***** Document extract *****

Gacy continued to groom the young man, giving him money and purchasing him gifts, in order to coerce Voorhees into having anal sex with him. Donald would eventually go to police with his allegations against Gacy. It was through the investigation into the Voorhees’ case that Gacy was also found to have engaged in sexual acts with other teenage boys, including a fry cook he employed named Edward Lynch.
Gacy not only raped the young man but when Lynch refused Gacy’s advances he shackled him to a bed, threatened him with a knife, then choked him to the point of urinating on the bed and losing consciousness. The other boys had been handcuffed and raped. Gacy would only admit to having sex with Voorhees but claimed that it was consensual and that he only partook out of curiosity. The judge didn’t buy it and on December 3, 1968, Gacy was found guilt of sodomy and sentenced to serve 10 years at the Iowa State Reformatory for Men.
Less than two years later Gacy would be back out on the streets again. As part of the terms of his parole, Gacy was forced to move in with his mother in Chicago. In 1971, while still on parole, a teenage boy Gacy picked up from the Greyhound bus station alleged that Gacy had attempted to force the boy into having sex with him. The charges were later dismissed due to the young man’s failure to appear in court. Although the offense would be in violation of Gacy’s parole, the Iowa parole board was never given notice of the allegations. In October of 1971, Gacy’s parole would come to an end and his Iowa records were sealed.
After his parole ended, with the help of his mother, Gacy was able to purchase his home in Norwood Park. Gacy’s first wife divorced him shortly after his arrest, and he began dating a divorcée and mother of two daughters named Carole Hoff while in Chicago, whom he would marry a year later.
Old habits died hard for Gacy, and on June 22, 1972, just a week before his marriage to Hoff, he was again arrested. A young man alleged that Gacy, posing as a police officer, confronted him and lured him into his car, where he was forced to perform oral sex. The case was later dismissed when it was discovered that the plaintiff was attempting to blackmail Gacy in order to have the charges dropped.
After Gacy’s marriage, he started his own construction company, PDM Construction. Gacy had recently purchased a piece of property in Florida and asked a teenage male employee to accompany him on the trip. While in the Florida hotel room, Gacy raped the boy. Upon returning to Chicago, the boy drove to Gacy’s home and beat him on his front lawn. Gacy’s excuse to his wife was that the boy was angry over Gacy refusing to pay him for poor quality work.

***** Stored data *****

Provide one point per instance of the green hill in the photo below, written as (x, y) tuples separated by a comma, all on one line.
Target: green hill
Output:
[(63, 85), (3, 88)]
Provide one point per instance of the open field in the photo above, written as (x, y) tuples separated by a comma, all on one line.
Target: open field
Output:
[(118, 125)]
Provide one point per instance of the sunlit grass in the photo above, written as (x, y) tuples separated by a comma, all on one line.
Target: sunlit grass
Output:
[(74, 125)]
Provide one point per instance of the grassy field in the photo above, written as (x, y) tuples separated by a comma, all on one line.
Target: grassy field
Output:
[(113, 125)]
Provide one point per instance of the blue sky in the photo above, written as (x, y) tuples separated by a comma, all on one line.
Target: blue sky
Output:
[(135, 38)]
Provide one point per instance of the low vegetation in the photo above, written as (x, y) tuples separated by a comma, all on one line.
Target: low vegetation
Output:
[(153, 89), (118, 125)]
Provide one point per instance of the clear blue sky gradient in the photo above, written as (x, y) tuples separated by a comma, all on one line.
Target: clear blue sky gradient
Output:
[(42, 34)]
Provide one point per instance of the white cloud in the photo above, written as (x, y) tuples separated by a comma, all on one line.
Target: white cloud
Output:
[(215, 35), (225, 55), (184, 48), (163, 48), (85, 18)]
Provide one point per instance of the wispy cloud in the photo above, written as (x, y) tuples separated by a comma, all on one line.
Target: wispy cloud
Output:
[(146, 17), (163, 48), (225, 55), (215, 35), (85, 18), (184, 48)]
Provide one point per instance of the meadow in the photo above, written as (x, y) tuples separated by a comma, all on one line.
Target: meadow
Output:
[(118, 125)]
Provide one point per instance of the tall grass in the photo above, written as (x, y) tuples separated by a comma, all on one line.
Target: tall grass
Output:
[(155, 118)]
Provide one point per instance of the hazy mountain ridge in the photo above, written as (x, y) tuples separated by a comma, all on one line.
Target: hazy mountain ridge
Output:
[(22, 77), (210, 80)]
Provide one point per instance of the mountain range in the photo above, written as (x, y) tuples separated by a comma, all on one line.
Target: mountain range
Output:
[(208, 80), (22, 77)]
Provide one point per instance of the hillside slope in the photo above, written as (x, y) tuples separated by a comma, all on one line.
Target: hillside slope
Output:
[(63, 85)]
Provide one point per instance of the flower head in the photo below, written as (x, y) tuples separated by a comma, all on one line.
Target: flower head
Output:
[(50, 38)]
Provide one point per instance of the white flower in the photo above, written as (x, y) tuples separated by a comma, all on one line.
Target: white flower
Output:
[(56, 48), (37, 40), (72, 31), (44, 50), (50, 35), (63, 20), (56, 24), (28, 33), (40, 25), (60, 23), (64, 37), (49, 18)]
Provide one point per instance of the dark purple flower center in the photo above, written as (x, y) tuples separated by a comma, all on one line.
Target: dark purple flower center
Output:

*****

Exercises:
#1 Output the part of the Gacy text that begins at the words "Gacy not only" and stops after the words "Reformatory for Men.".
#2 Summarize the Gacy text in three sentences.

Answers by item:
#1
Gacy not only raped the young man but when Lynch refused Gacy’s advances he shackled him to a bed, threatened him with a knife, then choked him to the point of urinating on the bed and losing consciousness. The other boys had been handcuffed and raped. Gacy would only admit to having sex with Voorhees but claimed that it was consensual and that he only partook out of curiosity. The judge didn’t buy it and on December 3, 1968, Gacy was found guilt of sodomy and sentenced to serve 10 years at the Iowa State Reformatory for Men.

#2 After Donald Voorhees went to police, Gacy was found guilty of sodomy on December 3, 1968, and sentenced to 10 years at the Iowa State Reformatory for Men, but he was back out in less than two years. Later allegations from young men in 1971 and 1972 were dismissed, and the Iowa parole board was never told of the 1971 one. After his parole ended, Gacy bought a home in Norwood Park, married Carole Hoff, and started PDM Construction, and he raped a teenage employee on a trip to Florida.